# eTrust Antivirus auf allen Stationen inkl. Server spinnt



## Johannes Postler (29. März 2004)

Hallo!
Hab seit ein paar Stunden ein riesen Problem:
Alle Stationen haben eine CPU-Auslastung von 100%. Diese wird vom Prozess InoTask.exe verursacht. Der Prozess ist der Echtzeitschutz unserer Antiviren-Software (eTrust Antivirus). Am Server verursacht er eine Auslastung von ca. 50 %. Natürlich geht das Arbeiten nur sehr schleppend voran. 
Am Server kann der entsprechende Prozess nicht direkt im Taskmanager beendet werden. Man muss dazu bei den Diensten einen der 4 Antivirus Dienste beenden, und zwar den Jobserver. Wenn nur die anderen laufen, besteht das Problem nicht.
Der Prozess lässt sich aber an allen Stationen beenden, sodass man wieder normal arbeiten kann. Aber ein System ohne Virenschutz ist natürlich auch nicht das Wahre.
Auf was tippt ihr? Bug im Antivirus-System oder ein Virus (o.ä.)? Bin im Moment echt ratlos.
Bitte schnellstens um Hilfe
Danke!
tirolausserfern

PS: OSs: Server: Win2k Server
                  WSs: Win XP Pro

Wie ich gerade erfahren habe, war heute kurz vor Arbeitsbeginn ein kurzer Stromausfall -> die Workstations sind alle abgestürzt (Server nicht wegen USV). Vielleicht hilft das?


----------



## Johannes Postler (30. März 2004)

Ok, das Problem hat sich gelöst. Es hing mit der Zeitumstellungen zusammen - also ein Bug im Programm. Sollte jemand den Patch brauchen, einfach melden.


----------



## Sturgis (3. April 2004)

Hallo Johannes,  

ich habe genau das gleiche Problem und bin beim googeln nach einer Lösung auf Deinen Beitrag hier gestossen. 

Kannst Du mir den Patch zukommen lassen? 


Viele Grüße, 
Sturgis


----------



## Johannes Postler (3. April 2004)

Ja, sicher.

Aufgabenstellung: Schreibe den Forenthread über das eTrust-Antivirus-Problem im Anschluss an den letzten Satz weiter.

Quelldaten:
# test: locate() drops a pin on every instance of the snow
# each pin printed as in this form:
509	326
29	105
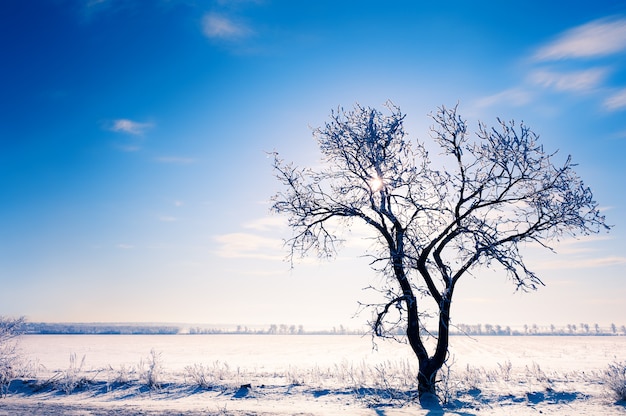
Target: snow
308	375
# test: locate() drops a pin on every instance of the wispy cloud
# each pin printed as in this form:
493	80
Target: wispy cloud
514	96
617	101
592	263
167	218
266	223
595	39
176	160
576	81
217	26
247	245
124	125
569	64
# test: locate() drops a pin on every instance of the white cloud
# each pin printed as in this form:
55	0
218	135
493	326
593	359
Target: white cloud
594	263
176	160
616	101
576	81
166	218
124	125
513	96
266	223
595	39
216	26
246	245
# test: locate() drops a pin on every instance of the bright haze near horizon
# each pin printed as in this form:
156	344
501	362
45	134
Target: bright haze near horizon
135	179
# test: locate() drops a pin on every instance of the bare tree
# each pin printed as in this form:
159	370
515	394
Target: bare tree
10	329
488	194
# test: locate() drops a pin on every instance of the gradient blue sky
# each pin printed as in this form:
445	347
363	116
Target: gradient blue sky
133	137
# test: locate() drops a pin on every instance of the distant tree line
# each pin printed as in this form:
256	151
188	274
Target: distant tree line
284	329
276	329
534	329
97	329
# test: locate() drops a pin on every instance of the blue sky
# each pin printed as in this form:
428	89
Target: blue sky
133	139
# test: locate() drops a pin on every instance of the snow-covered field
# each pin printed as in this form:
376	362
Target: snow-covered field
307	374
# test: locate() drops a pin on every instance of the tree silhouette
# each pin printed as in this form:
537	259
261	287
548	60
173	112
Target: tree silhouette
432	224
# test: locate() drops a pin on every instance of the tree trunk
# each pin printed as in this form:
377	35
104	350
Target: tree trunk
429	366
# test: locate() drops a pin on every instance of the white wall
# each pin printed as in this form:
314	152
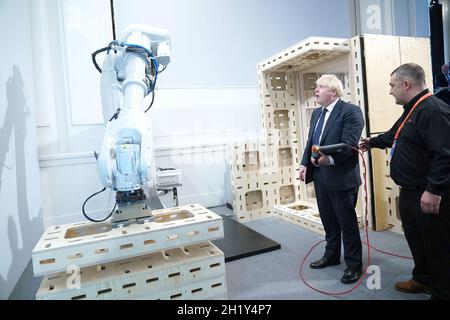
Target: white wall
207	97
219	42
21	222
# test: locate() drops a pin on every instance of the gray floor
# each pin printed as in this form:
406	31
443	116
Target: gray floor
275	275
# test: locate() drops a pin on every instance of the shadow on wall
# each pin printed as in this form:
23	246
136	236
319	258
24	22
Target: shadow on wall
15	127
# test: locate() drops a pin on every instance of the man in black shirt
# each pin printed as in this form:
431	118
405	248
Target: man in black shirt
420	165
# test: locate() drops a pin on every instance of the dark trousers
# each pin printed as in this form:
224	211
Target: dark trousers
428	237
338	215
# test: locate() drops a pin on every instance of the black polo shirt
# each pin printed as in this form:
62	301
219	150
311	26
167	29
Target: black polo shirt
422	154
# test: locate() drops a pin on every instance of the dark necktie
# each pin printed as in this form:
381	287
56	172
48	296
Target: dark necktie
318	131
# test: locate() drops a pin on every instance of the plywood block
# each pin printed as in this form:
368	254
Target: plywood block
304	214
141	276
417	50
393	212
86	243
382	56
305	54
210	289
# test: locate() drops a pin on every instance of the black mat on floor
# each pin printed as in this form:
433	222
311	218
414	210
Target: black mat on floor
240	241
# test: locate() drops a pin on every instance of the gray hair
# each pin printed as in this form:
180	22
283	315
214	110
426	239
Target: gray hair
412	72
332	82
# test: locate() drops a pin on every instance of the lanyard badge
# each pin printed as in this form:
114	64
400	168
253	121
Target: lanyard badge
394	144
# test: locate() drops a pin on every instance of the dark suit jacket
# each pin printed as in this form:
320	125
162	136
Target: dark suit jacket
344	125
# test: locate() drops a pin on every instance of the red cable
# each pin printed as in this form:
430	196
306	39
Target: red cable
369	246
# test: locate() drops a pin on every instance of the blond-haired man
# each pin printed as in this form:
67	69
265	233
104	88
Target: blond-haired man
336	177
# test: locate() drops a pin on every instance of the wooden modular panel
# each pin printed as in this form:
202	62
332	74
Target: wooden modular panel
87	243
138	277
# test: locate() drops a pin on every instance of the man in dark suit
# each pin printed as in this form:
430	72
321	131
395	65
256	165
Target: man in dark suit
337	177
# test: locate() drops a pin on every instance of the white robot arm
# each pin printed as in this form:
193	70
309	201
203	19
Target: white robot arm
129	74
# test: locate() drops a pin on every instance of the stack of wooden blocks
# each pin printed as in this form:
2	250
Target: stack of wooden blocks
287	82
169	258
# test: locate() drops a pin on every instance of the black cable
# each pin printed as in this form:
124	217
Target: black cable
113	22
116	115
164	68
151	103
89	218
94	55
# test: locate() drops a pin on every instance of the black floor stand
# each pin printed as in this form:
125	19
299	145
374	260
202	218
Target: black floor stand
240	241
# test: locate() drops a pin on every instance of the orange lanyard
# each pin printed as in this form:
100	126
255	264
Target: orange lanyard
409	114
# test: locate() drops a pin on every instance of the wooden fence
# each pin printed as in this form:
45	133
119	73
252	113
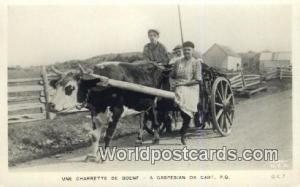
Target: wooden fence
281	73
27	98
247	84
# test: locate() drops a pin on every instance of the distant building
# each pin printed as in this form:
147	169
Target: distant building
250	61
269	61
222	57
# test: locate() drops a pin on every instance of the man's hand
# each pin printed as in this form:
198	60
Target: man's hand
104	82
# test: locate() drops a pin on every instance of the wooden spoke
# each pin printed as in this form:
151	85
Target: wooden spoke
219	94
229	97
219	104
222	89
226	90
219	114
228	118
223	122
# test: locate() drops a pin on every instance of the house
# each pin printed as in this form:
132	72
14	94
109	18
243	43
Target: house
222	57
250	61
269	61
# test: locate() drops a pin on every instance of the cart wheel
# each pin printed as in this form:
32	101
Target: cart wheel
200	123
222	105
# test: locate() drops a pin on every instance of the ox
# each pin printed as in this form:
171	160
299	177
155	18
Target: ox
82	88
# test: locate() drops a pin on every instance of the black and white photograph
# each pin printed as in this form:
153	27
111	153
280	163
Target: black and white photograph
150	88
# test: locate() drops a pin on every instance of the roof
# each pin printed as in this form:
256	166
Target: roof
266	56
275	56
282	56
227	50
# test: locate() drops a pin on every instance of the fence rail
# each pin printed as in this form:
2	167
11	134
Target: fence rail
27	98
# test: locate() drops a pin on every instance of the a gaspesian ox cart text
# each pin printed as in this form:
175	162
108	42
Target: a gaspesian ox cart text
185	154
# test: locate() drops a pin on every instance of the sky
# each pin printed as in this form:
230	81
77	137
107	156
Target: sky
40	35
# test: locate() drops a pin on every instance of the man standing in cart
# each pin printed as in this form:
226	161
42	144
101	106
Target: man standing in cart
155	51
186	77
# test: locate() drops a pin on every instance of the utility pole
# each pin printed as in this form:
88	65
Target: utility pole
180	24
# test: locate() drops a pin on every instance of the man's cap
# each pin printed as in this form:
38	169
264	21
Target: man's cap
153	30
188	44
177	47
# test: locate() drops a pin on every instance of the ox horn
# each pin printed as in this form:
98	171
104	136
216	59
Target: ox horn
84	71
57	71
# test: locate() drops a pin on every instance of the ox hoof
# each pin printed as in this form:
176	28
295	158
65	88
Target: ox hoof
138	142
183	140
155	141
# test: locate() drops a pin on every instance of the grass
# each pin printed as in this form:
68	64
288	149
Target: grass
32	140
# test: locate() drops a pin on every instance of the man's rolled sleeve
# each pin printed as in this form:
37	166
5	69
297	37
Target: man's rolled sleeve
198	70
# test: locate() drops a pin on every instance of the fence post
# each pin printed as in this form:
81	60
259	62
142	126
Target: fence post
243	79
280	73
46	92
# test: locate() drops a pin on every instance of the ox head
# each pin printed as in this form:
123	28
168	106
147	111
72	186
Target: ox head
70	90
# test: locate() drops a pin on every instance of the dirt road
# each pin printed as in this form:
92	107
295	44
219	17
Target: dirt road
260	123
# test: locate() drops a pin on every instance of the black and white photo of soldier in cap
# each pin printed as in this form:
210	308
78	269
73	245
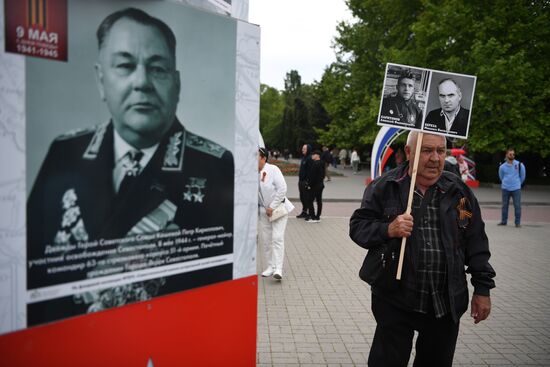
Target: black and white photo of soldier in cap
139	173
402	108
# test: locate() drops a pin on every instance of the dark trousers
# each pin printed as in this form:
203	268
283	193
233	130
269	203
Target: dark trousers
392	344
516	197
304	195
315	194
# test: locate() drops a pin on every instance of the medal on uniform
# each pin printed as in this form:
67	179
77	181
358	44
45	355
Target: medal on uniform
194	188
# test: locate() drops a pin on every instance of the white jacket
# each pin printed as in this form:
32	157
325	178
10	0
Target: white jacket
273	188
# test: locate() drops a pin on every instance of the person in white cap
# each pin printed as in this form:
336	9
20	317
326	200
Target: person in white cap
272	193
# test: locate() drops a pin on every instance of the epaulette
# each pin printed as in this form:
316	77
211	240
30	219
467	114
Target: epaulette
204	145
76	133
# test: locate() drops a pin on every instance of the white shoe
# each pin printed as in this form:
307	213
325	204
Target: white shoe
278	275
268	272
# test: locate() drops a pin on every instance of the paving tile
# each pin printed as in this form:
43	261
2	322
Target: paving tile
319	315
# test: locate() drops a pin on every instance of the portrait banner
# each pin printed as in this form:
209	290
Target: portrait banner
427	100
132	171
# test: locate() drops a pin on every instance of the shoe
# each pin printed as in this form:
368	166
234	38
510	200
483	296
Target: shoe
268	272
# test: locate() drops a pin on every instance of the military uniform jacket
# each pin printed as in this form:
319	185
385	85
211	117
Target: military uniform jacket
187	184
408	113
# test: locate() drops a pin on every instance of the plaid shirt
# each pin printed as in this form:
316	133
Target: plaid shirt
431	272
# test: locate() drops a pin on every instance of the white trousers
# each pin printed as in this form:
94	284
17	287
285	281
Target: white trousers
272	237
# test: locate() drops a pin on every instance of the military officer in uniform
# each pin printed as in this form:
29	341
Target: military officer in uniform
142	172
402	108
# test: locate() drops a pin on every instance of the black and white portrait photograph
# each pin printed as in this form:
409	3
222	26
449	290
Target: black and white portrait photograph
449	104
403	97
129	162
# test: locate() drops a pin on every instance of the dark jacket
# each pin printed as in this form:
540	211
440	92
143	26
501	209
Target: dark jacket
316	174
463	238
435	121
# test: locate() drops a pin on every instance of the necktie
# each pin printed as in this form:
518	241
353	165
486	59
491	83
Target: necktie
131	169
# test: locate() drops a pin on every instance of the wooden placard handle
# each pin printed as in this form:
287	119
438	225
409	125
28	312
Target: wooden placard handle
409	202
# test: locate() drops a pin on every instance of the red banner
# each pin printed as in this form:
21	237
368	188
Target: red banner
37	28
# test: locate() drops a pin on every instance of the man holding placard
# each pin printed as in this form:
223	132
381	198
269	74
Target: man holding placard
445	233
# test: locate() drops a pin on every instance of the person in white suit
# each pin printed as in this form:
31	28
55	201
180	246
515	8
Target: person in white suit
272	192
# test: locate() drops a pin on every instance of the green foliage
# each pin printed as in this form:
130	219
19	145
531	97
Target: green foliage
271	114
505	43
291	118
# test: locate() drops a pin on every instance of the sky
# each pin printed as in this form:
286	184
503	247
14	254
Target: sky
296	35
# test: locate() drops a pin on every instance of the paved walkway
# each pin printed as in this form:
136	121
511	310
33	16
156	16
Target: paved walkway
319	314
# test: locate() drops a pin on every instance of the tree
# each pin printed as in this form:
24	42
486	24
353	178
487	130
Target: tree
303	113
271	115
506	44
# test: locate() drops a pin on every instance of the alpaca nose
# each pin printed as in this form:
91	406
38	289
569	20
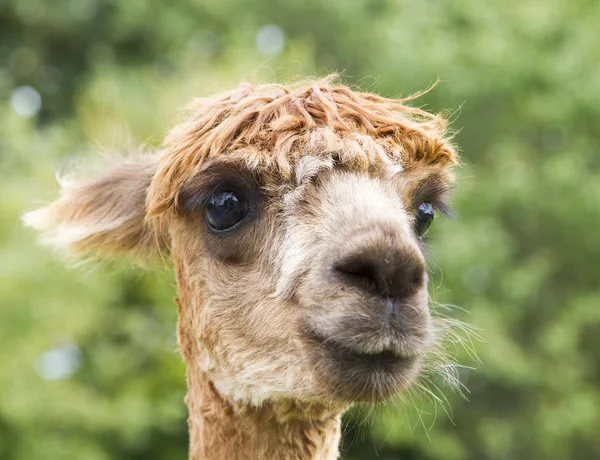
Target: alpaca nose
386	270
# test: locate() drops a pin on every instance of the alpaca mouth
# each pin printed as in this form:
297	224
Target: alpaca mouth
381	358
356	376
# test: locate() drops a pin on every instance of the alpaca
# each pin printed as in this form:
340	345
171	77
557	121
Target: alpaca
294	219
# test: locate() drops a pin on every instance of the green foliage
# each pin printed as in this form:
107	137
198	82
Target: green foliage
522	80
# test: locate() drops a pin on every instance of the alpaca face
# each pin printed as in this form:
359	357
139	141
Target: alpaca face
294	218
312	290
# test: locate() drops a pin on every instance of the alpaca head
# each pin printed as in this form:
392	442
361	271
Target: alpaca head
294	217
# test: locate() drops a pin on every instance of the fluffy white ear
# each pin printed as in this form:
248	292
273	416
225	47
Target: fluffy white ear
103	216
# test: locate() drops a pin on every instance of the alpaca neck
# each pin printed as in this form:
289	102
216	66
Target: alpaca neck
222	429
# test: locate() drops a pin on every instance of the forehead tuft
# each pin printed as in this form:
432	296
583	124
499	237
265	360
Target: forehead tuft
270	128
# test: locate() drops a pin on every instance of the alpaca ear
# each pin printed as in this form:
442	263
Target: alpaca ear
102	216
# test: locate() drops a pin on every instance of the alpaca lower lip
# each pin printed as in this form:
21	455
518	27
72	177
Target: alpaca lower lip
388	357
355	376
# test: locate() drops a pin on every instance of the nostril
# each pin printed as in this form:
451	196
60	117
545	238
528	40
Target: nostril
359	272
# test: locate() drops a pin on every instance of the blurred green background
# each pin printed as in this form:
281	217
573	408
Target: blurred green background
87	362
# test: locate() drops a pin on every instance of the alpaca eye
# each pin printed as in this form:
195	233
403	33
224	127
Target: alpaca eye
424	218
225	209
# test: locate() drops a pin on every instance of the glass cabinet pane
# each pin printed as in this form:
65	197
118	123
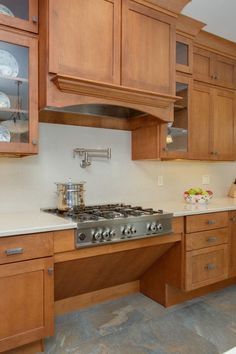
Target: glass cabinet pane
15	8
182	53
177	132
14	93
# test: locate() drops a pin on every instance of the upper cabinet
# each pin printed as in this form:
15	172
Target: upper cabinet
18	79
85	39
214	68
148	52
109	52
21	14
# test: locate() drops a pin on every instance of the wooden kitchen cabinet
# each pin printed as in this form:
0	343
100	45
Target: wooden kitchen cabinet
19	94
206	249
232	265
213	68
148	40
85	39
26	287
20	14
212	123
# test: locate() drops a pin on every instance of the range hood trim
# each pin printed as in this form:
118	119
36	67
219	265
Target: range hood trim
111	92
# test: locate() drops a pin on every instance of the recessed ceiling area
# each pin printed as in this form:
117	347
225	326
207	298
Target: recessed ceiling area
219	15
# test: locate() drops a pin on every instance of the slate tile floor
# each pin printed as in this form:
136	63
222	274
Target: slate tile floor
137	325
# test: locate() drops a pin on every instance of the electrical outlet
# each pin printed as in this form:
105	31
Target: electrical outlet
160	180
206	179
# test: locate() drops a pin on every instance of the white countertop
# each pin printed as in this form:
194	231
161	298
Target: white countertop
20	223
181	208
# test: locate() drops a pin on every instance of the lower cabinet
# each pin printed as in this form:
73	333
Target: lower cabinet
26	300
206	251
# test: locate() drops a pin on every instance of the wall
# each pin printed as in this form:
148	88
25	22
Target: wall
28	183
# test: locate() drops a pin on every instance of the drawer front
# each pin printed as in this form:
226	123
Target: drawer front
207	221
207	266
19	248
209	238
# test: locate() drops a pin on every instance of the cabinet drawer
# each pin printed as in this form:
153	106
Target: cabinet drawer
206	222
206	266
203	239
19	248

Antwort:
Ich werde den Patch online stellen, für den Fall, dass ihn noch mehrere Leute benötigen:
Patch-Download


----------



## Sturgis (3. April 2004)

> _Original geschrieben von Johannes Postler _
> *
> Ich werde den Patch online stellen, für den Fall, dass ihn noch mehrere Leute benötigen:
> *



Klasse! Vielen Dank für die rasche Hilfe!  


Hast Du noch eine Anleitung wie der Patch eingespielt wird? 


Grüße, 
Sturgis


----------



## Johannes Postler (3. April 2004)

Ganz einfach die EXE-Datei starten. Der Rest geht eigentlich von selbst.


----------



## Sturgis (3. April 2004)

Muß man vorher eTrust Antivirus beenden? 


Gruß, 
Sturgis


----------



## Johannes Postler (3. April 2004)

Nein, geht alles automatisch.
Eilig hast du's nicht, oder?


----------



## Sturgis (3. April 2004)

Sorry, ich wollte Dich nicht drängen, es ist nur so das ich gerade etwas Zeit dafür habe. 

Ich habe den Patch gerade probiert, aber es funktioniert nicht. 

InoTask.Exe spinnt weiterhin. Ich habe es jetzt mit gestartetem eTrust und auch ohne versucht. Btw, habe ich die eTrust Antivirus Version 7.0.139 (dafür sollte der Patch den Angaben nach geeignet sein - fällt Dir noch was ein?). 

Hilft also nichts, dann werde ich mich wohl direkt an CA wenden müssen. 


Auf alle Fälle möchte ich Dir herzlich für die schnelle Hilfe danken! 

Hab´ noch ein schönes Wochenende, 

Gruß, 
Sturgis


----------



## Johannes Postler (3. April 2004)

Mit Version 7.0.141 funktionierts auf jeden Fall.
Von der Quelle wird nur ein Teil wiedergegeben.